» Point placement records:
--------

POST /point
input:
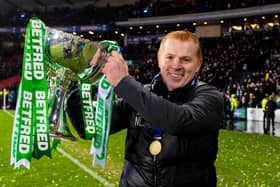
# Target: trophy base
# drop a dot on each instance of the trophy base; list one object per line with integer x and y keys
{"x": 68, "y": 137}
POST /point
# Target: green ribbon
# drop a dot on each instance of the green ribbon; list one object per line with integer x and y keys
{"x": 31, "y": 126}
{"x": 87, "y": 108}
{"x": 103, "y": 115}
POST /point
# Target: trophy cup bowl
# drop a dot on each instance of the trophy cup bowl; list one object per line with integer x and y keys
{"x": 68, "y": 59}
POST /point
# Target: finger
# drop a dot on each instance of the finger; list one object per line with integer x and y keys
{"x": 118, "y": 56}
{"x": 95, "y": 58}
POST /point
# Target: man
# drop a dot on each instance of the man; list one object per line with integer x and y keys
{"x": 172, "y": 125}
{"x": 263, "y": 103}
{"x": 270, "y": 108}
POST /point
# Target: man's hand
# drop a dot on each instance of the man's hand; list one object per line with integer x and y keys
{"x": 115, "y": 68}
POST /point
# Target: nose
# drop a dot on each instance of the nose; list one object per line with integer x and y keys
{"x": 176, "y": 63}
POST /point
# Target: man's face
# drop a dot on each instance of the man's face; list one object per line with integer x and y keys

--------

» Short problem: Which lines of the records above contain the string "green"? Return each of those lines, treating uppercase and lowercase as different.

» Final result:
# Target: green ribbon
# drop a dot on each instance of the green ribbon; list one object per line with integer x and y keys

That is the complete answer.